INPUT RECORDS:

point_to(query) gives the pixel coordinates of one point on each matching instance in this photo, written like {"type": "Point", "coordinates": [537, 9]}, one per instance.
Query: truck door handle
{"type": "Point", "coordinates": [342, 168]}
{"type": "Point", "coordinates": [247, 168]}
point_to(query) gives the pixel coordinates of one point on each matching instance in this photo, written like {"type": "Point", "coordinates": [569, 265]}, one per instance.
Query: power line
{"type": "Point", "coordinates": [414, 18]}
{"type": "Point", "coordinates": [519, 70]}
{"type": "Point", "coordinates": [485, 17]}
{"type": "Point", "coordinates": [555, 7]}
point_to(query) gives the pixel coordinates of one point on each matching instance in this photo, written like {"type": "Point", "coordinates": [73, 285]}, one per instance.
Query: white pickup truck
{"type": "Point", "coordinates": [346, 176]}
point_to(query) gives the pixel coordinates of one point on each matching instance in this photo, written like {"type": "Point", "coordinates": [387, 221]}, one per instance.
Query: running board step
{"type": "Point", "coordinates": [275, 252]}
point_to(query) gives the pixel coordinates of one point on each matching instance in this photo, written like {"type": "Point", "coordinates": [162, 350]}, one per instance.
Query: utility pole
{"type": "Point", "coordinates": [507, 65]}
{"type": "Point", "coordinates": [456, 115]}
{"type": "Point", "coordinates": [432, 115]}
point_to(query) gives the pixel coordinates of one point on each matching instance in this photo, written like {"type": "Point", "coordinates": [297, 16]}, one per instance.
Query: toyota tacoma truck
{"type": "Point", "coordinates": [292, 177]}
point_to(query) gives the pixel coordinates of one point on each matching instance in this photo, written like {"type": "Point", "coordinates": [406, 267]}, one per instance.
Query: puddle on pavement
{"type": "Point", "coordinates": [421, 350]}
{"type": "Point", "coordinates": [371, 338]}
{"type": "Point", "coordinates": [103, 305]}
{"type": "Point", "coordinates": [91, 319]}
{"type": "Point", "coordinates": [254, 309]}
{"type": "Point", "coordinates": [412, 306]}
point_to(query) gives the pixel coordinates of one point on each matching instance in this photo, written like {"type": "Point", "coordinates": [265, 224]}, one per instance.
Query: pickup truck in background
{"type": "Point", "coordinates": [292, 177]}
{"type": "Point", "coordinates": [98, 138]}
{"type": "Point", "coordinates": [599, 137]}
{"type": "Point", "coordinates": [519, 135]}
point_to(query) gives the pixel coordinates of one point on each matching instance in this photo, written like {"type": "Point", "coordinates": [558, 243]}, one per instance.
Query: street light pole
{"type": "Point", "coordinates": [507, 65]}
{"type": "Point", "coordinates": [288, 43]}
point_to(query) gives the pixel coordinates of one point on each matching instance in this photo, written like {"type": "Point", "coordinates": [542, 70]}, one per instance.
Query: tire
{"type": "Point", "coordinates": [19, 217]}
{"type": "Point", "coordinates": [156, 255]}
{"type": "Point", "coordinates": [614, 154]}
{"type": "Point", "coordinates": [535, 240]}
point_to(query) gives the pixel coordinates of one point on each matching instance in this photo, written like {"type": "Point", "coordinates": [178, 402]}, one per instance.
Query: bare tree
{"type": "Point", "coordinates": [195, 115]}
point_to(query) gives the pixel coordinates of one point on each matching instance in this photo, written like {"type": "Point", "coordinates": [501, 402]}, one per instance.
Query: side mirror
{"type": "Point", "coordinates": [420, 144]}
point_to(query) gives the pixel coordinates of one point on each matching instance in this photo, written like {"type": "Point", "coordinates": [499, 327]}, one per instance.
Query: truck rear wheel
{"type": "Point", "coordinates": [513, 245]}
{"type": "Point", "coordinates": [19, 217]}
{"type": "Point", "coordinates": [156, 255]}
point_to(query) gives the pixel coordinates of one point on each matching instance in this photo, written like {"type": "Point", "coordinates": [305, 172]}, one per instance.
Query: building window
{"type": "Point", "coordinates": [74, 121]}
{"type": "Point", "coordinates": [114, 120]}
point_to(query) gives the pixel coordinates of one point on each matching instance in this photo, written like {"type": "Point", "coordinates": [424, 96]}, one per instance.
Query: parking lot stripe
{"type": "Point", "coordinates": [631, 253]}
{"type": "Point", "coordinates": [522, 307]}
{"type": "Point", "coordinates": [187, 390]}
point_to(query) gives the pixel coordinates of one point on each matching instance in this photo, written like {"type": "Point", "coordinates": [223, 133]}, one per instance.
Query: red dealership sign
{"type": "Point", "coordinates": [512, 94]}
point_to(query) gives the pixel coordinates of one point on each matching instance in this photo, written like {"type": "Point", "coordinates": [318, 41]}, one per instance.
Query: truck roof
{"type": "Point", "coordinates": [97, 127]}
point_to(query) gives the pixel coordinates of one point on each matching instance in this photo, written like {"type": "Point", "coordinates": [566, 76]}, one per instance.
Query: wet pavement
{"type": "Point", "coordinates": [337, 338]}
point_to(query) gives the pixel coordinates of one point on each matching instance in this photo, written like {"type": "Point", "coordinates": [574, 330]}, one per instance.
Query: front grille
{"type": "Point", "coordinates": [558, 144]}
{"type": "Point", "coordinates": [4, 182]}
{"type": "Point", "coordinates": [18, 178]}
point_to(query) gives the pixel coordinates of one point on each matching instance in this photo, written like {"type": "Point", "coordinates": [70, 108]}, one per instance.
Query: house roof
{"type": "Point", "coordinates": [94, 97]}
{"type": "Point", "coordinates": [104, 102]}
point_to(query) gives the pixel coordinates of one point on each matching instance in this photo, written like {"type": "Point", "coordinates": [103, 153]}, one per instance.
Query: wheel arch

SHORT TASK: Copy out every line above that contains the string "pole". Case counts.

SOLVED EXERCISE:
Query: utility pole
Query: street light pole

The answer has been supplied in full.